(Region pointing data)

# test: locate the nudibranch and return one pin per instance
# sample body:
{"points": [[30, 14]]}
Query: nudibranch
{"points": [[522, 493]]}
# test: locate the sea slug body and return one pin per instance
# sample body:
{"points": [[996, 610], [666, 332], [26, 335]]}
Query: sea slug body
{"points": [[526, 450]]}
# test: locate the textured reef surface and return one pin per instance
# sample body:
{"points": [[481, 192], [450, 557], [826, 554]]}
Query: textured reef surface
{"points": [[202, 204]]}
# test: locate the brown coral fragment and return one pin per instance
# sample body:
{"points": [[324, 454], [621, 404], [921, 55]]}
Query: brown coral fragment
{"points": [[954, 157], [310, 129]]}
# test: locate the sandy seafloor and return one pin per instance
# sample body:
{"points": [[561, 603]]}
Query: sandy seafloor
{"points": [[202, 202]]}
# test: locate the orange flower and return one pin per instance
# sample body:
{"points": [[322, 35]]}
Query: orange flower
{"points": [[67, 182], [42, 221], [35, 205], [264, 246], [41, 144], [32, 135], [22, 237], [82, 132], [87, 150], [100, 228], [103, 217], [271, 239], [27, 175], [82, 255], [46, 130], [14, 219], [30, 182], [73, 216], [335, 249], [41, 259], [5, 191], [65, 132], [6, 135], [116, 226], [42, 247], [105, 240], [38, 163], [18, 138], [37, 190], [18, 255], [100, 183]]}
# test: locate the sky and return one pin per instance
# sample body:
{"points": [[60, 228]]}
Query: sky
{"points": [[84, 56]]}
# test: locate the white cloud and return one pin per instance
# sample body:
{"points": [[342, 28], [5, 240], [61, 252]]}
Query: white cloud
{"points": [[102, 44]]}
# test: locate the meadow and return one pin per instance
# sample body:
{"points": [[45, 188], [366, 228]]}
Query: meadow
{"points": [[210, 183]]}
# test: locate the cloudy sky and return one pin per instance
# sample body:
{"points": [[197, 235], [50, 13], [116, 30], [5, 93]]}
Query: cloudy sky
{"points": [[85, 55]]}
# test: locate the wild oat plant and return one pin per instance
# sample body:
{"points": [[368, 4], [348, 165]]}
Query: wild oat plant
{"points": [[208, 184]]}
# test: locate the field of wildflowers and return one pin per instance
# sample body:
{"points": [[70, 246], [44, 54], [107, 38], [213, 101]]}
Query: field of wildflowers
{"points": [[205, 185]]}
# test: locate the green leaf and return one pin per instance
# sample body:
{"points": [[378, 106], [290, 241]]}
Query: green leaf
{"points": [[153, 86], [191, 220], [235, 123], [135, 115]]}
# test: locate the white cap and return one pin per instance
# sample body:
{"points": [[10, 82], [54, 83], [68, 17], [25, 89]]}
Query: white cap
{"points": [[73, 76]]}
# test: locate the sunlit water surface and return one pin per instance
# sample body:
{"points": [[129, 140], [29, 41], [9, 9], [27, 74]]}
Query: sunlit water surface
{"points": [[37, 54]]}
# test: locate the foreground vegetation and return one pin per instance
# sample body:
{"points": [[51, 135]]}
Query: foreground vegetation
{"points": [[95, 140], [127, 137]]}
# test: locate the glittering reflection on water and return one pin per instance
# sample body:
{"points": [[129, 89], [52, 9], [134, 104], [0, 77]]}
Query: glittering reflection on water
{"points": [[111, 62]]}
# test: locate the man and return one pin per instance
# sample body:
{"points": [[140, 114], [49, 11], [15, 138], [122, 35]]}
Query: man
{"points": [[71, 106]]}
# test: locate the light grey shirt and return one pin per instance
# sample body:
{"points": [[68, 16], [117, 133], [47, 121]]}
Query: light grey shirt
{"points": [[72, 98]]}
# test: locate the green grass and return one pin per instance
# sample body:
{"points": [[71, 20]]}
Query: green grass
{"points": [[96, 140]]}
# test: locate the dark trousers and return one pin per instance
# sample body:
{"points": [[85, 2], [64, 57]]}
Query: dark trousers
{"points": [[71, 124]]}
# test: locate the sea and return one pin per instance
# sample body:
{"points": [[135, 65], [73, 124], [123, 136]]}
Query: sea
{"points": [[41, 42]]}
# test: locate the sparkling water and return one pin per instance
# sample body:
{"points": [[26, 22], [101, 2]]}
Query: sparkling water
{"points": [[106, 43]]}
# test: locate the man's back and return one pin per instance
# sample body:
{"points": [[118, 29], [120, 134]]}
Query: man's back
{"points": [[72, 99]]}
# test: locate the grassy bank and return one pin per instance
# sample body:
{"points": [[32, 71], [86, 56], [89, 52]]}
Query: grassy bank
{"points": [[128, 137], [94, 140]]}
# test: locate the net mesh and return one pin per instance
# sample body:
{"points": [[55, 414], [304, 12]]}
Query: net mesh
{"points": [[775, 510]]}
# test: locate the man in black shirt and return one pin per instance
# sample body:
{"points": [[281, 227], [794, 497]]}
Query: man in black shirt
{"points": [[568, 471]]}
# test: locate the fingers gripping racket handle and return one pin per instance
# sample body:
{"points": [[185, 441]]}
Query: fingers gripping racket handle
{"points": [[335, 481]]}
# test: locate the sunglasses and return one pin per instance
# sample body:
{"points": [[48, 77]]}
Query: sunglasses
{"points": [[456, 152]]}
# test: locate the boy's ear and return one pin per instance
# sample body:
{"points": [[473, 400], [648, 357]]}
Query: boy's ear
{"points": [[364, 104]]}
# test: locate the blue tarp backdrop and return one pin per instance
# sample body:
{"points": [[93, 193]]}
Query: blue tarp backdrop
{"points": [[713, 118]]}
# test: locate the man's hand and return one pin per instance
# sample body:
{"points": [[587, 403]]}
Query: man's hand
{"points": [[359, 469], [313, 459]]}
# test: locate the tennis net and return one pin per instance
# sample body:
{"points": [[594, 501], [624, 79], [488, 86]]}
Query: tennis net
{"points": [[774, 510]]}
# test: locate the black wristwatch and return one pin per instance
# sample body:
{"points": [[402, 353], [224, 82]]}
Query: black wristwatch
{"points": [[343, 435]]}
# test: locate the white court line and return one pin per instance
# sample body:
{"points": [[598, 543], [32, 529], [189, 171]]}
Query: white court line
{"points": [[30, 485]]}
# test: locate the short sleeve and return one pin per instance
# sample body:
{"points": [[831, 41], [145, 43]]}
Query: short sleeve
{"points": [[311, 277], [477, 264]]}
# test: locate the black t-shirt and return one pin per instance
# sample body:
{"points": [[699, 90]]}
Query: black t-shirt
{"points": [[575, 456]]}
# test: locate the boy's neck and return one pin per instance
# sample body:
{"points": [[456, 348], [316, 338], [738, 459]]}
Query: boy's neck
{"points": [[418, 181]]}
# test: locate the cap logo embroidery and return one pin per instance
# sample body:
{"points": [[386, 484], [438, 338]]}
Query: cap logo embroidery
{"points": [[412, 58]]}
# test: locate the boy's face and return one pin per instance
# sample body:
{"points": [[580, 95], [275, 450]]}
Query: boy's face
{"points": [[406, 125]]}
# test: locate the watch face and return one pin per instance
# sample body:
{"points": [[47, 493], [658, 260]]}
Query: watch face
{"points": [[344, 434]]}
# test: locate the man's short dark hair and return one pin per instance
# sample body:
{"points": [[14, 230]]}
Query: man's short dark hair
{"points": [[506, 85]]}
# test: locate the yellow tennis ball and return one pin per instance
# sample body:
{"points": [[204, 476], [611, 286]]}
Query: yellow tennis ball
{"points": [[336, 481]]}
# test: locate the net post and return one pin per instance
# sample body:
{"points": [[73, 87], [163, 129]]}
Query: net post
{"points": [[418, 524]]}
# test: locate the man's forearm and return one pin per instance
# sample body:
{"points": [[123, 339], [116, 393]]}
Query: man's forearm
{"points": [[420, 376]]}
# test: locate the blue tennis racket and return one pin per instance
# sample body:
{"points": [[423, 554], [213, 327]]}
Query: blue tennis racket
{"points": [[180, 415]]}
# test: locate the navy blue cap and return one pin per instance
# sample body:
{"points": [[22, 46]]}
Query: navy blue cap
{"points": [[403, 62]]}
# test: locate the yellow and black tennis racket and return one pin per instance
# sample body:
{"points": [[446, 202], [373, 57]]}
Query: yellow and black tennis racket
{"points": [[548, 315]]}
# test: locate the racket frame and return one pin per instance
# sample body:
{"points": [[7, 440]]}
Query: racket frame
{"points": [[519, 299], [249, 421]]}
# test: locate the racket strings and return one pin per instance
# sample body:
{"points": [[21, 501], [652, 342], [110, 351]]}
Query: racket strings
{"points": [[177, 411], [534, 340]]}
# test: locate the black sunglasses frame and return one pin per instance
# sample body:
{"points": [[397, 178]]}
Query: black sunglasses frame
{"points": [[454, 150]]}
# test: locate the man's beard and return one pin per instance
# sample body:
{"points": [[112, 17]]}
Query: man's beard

Work item: Please copy every line of the data that carries the string "beard".

Written answer:
# test: locate the man's beard and return one pin per instance
Query: man's beard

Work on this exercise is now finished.